● Brief: Here is a block of records. Copy every line in it that includes "lake".

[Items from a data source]
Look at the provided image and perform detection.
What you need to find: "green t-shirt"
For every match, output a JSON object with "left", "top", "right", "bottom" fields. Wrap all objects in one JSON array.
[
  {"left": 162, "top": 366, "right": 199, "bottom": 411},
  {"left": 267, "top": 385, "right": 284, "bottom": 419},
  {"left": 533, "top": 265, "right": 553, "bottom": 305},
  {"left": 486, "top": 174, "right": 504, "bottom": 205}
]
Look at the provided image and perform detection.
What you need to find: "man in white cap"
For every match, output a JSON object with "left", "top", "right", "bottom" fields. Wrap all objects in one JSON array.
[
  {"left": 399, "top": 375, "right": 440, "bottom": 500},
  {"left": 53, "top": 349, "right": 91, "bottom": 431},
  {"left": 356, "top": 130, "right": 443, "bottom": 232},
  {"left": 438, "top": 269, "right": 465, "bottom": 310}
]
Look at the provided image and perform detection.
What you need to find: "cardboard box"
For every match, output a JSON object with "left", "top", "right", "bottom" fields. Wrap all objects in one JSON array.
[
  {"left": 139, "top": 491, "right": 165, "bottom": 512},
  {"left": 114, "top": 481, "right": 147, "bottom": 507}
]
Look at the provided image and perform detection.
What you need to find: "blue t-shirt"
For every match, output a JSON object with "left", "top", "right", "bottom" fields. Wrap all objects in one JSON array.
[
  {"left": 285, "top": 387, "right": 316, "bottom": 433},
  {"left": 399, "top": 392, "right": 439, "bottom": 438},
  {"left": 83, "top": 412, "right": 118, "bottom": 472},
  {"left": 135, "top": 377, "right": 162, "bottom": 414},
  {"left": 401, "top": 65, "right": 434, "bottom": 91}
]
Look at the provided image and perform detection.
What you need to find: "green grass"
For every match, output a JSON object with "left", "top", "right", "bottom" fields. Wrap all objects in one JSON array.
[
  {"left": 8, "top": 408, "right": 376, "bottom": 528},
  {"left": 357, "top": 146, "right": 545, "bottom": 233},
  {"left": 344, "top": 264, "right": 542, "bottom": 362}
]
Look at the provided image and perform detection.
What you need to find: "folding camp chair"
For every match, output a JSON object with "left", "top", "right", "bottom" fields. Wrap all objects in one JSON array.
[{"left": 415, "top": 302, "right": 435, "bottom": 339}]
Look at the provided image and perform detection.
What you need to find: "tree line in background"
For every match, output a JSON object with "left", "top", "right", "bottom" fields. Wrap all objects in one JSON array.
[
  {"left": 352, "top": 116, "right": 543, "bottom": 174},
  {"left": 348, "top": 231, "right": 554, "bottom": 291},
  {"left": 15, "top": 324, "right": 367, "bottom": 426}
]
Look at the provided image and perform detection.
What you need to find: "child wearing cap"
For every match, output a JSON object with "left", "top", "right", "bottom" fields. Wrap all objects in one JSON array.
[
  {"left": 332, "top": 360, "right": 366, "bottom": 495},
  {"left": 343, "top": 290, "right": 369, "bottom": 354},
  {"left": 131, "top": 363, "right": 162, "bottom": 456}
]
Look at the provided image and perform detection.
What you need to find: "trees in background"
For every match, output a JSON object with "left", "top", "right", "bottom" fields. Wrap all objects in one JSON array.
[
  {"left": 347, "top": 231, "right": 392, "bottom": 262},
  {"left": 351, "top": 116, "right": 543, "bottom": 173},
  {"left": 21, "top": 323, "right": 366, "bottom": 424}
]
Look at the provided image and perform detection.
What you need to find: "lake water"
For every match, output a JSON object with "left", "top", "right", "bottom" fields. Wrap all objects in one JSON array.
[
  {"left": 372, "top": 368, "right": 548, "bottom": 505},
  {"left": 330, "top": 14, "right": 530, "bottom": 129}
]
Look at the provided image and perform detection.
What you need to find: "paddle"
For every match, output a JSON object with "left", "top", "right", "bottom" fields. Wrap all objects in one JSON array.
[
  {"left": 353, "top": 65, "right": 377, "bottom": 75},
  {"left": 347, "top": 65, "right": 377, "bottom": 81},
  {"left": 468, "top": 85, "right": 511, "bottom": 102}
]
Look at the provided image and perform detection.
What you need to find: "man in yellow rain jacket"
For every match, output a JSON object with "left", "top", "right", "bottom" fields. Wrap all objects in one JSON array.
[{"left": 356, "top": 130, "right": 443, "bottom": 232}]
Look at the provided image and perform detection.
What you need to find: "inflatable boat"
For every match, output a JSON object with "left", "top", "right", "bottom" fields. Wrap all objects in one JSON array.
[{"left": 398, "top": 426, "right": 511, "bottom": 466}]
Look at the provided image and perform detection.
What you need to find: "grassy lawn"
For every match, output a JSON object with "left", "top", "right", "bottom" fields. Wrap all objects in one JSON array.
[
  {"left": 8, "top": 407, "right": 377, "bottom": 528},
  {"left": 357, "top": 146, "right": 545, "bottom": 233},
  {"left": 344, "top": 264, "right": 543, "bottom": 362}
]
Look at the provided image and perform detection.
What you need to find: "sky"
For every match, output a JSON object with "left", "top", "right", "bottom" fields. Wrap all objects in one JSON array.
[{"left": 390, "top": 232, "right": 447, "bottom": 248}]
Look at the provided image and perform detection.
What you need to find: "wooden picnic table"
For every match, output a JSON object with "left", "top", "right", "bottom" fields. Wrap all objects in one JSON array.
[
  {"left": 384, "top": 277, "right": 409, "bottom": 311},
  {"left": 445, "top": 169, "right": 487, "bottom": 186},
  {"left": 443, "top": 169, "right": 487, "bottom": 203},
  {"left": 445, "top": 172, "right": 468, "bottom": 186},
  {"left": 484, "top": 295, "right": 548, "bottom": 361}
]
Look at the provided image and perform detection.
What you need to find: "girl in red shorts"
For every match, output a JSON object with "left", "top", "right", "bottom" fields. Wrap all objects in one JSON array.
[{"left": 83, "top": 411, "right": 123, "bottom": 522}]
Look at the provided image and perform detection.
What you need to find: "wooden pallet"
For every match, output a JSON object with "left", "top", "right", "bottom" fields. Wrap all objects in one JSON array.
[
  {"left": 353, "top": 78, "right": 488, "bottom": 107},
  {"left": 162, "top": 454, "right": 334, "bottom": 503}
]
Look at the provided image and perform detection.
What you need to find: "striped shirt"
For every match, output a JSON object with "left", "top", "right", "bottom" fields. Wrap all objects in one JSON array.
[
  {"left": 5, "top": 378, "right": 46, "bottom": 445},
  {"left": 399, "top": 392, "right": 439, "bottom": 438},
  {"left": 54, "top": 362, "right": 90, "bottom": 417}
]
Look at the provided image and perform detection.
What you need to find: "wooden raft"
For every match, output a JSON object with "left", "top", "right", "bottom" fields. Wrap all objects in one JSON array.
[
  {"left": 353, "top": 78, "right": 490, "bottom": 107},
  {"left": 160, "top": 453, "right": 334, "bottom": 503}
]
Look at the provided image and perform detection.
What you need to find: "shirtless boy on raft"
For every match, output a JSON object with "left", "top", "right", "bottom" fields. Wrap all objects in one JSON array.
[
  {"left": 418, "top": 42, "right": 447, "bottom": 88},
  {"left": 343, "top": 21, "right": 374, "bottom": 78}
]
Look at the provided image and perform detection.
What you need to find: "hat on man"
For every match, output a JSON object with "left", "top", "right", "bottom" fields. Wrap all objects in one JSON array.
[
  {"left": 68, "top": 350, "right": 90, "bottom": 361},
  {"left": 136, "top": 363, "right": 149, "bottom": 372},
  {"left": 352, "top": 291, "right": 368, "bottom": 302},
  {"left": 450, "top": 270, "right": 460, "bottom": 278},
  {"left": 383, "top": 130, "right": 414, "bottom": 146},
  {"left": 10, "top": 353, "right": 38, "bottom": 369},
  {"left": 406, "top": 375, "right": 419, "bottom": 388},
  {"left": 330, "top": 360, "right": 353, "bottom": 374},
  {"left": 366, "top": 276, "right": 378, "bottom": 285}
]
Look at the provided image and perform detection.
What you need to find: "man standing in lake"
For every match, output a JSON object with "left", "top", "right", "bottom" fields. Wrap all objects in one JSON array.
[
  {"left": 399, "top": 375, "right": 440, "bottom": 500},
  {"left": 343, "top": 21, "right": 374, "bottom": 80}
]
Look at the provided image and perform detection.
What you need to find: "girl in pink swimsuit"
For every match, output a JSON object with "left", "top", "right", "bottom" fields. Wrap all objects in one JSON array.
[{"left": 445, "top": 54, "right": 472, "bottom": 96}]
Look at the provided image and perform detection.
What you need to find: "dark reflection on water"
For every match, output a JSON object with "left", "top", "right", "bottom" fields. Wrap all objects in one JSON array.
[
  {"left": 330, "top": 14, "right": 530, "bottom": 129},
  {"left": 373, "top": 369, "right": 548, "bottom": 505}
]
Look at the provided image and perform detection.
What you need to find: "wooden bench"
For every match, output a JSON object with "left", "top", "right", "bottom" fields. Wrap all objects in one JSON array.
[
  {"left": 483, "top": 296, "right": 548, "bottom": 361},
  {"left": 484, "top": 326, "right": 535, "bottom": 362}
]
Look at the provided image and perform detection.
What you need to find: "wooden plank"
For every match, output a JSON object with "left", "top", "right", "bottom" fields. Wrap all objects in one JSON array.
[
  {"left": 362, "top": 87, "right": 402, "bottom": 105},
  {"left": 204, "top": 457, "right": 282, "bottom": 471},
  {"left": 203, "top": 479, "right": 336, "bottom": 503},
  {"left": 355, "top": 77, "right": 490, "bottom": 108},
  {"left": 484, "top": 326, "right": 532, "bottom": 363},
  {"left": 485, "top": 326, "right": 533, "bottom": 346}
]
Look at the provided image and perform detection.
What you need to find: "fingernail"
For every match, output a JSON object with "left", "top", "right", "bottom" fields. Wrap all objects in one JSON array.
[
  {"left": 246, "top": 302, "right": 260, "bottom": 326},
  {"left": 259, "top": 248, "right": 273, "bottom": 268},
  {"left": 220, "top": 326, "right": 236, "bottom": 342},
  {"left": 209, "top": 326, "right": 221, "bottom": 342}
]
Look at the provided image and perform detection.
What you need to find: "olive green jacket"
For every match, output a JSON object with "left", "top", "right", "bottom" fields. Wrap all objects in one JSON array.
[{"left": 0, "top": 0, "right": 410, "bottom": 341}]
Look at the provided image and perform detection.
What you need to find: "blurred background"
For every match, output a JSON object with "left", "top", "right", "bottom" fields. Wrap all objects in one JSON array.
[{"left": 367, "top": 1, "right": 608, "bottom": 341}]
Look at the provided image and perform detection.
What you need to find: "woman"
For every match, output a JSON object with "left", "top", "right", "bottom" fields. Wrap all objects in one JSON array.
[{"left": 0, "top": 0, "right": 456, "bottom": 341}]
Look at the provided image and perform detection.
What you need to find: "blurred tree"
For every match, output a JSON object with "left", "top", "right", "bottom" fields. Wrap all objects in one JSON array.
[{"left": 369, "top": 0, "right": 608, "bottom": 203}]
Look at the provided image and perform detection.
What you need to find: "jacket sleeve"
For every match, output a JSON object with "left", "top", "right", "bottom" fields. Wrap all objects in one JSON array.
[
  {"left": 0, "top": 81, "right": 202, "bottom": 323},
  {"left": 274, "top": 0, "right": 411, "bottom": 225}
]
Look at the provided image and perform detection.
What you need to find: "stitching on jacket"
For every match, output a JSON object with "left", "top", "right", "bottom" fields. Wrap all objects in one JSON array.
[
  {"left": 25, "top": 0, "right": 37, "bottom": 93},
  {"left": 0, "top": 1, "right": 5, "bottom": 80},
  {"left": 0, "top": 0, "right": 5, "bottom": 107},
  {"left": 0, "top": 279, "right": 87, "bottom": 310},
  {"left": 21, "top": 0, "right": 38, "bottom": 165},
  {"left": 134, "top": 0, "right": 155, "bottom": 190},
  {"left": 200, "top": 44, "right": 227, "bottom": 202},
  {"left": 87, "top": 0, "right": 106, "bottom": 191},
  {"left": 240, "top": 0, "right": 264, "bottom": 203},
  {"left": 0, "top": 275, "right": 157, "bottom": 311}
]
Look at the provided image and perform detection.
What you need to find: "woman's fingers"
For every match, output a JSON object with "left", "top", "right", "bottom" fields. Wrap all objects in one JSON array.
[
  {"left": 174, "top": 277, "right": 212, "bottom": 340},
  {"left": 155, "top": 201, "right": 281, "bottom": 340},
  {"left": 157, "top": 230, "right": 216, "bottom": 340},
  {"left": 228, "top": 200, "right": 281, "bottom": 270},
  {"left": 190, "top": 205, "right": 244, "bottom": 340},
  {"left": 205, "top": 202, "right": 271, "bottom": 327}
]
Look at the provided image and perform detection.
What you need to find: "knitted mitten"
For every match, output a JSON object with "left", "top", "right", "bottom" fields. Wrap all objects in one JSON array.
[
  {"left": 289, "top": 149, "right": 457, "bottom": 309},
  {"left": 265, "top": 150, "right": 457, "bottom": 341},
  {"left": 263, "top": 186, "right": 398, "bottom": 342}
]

● Problem solution:
What you need to find: "lake water"
What you need to find: "man standing in lake"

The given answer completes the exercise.